TASK REQUIREMENTS
1 – In the boilerplate passage, what did someone think the steel printing plates resembled?
2 – Print the part of the boilerplate passage starting at "Someone thought these" and ending at "of a misnomer!".

SOURCE EXCERPT
Newspapers were a good way of getting word of your company to the public, so of course, they had adverts back then too. If you were running an advert, you would manufacture a steel printing plate with your advert on it and send it to the newspapers so they could use it in their printing presses. Newspapers themselves did the same with often-reused sections, such as legal disclaimers or syndicated columns.

Someone thought these steel printing plates resembled the plates used to create boilers and they came to be known in the printing industry as "boiler plates".

Quite naturally, the text on the plates became known as "boilerplate text" and nowadays we use the word "boilerplate" for any kind of reusable piece of content—though, whereas "boilerplate text" is usually reused verbatim, "boilerplate code" often varies a bit between projects, making it a bit of a misnomer!

DATA SUPPLIED
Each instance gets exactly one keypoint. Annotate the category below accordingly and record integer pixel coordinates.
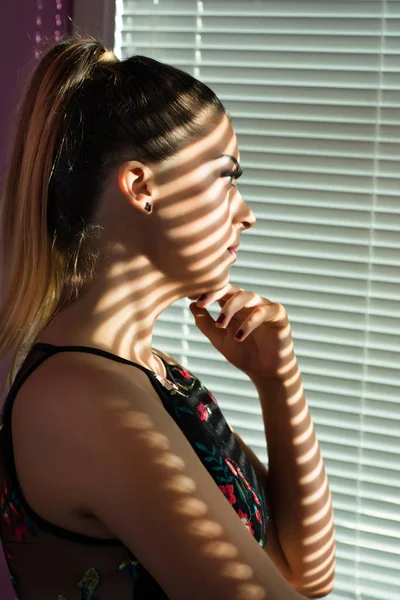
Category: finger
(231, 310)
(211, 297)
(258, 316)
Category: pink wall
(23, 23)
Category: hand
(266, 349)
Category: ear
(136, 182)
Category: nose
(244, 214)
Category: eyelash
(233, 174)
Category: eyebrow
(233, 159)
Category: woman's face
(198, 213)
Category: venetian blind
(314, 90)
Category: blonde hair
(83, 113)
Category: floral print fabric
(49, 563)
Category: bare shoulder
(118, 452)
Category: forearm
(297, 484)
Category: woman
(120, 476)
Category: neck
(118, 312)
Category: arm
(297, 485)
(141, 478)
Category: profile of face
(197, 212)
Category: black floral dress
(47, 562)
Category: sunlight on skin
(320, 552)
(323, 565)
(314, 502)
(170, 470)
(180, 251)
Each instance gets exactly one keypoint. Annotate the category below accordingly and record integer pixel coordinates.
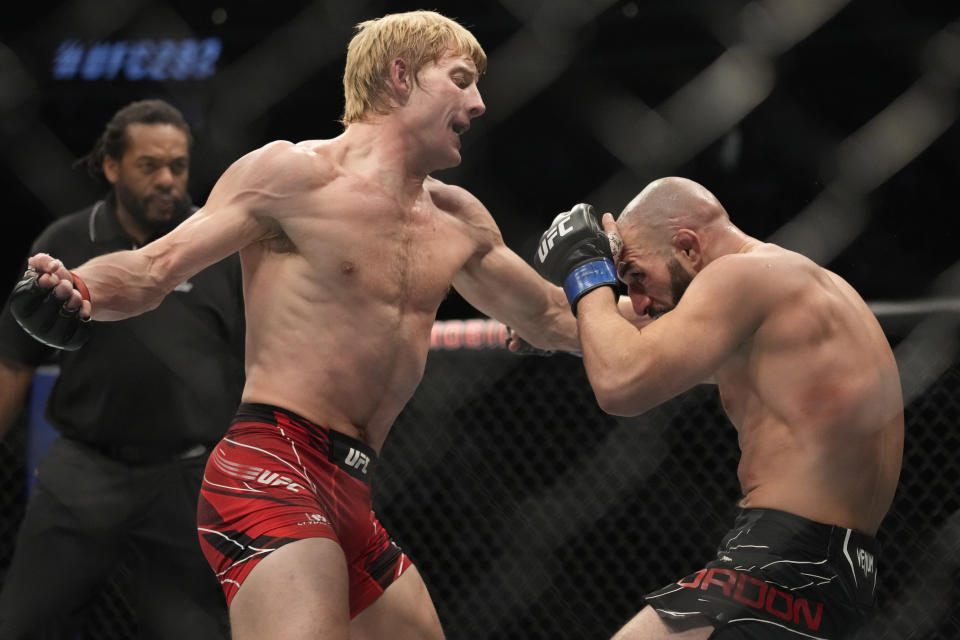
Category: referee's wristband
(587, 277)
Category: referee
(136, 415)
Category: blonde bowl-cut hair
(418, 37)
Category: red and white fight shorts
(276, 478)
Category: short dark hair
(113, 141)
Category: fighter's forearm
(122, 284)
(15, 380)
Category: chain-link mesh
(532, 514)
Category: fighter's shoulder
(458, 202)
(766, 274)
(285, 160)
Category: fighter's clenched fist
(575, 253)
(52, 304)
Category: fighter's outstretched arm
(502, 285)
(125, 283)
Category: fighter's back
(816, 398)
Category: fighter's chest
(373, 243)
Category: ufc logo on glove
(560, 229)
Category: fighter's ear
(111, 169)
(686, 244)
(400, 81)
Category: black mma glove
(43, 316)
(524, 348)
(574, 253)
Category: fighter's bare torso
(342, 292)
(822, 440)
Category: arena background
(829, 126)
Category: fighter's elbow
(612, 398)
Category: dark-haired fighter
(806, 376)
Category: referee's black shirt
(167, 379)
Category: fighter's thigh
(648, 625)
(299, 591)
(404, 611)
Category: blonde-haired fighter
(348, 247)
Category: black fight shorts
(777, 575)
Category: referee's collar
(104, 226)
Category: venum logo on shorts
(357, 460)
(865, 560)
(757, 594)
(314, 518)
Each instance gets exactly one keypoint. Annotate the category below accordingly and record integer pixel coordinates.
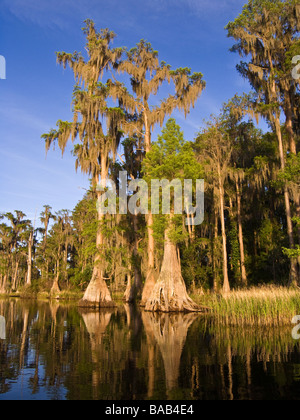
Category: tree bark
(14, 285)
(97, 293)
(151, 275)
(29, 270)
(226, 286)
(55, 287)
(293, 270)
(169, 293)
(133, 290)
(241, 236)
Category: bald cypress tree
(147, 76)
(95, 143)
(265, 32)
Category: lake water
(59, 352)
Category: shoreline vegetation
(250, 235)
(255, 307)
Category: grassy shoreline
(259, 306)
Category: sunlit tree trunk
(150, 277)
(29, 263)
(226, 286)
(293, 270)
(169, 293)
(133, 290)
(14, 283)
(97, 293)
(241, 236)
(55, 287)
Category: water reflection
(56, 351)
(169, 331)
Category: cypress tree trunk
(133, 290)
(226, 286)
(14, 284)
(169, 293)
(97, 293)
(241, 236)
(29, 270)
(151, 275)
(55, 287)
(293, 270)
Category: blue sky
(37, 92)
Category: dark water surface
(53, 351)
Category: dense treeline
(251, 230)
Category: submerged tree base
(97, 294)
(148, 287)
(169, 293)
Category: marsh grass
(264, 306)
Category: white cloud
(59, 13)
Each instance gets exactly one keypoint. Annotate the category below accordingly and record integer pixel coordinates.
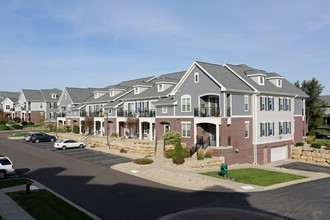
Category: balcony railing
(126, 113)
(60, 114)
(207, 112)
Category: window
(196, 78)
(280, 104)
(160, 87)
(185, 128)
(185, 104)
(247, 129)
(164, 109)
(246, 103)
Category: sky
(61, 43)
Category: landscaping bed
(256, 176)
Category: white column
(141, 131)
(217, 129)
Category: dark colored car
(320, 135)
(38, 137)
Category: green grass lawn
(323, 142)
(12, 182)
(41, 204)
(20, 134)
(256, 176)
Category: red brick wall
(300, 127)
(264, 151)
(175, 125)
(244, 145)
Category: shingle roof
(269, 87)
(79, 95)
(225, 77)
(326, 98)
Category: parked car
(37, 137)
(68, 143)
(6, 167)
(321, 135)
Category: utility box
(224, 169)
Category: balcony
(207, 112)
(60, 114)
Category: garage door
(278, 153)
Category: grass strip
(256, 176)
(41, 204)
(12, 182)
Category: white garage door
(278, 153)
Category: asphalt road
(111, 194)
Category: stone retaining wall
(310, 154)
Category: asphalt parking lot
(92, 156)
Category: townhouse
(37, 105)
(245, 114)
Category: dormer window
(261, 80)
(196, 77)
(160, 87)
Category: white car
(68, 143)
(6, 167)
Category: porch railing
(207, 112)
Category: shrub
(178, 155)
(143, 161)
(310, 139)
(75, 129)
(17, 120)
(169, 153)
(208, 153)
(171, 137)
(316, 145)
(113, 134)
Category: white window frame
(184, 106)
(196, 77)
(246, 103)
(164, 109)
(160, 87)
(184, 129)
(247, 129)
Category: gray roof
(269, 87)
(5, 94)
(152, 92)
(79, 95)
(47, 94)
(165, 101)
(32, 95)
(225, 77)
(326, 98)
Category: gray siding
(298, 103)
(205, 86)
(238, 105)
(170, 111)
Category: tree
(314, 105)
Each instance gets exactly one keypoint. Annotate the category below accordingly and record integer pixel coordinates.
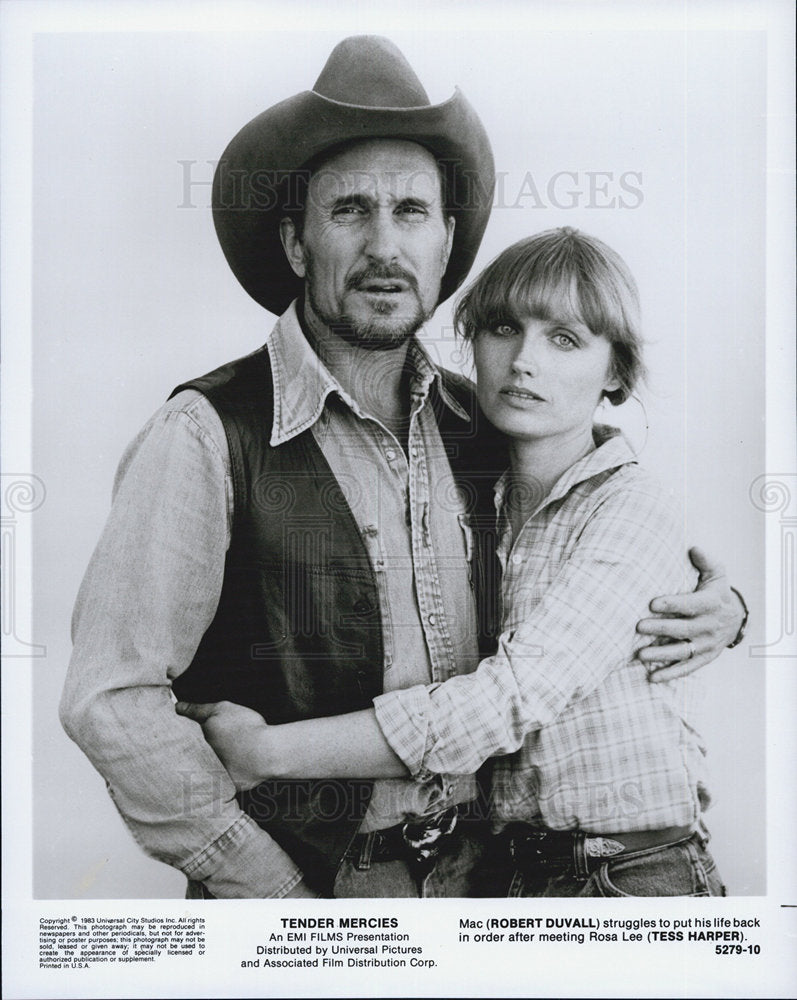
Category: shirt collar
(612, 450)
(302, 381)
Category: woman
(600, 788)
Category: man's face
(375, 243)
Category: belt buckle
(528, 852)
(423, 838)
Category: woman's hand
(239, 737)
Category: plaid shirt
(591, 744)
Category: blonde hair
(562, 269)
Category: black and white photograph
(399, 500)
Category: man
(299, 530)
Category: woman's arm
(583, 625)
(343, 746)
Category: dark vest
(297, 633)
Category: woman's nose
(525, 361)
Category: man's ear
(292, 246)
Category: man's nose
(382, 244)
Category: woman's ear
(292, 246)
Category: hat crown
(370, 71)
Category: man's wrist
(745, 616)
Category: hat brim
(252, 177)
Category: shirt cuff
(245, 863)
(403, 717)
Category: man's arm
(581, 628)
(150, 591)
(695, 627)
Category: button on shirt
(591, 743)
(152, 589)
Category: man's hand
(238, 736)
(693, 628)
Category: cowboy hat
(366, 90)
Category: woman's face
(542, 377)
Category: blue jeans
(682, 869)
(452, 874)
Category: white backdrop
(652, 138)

EXERCISE ANSWERS
1 – The plates used to create boilers.

2 –
Someone thought these steel printing plates resembled the plates used to create boilers and they came to be known in the printing industry as "boiler plates".

Quite naturally, the text on the plates became known as "boilerplate text" and nowadays we use the word "boilerplate" for any kind of reusable piece of content—though, whereas "boilerplate text" is usually reused verbatim, "boilerplate code" often varies a bit between projects, making it a bit of a misnomer!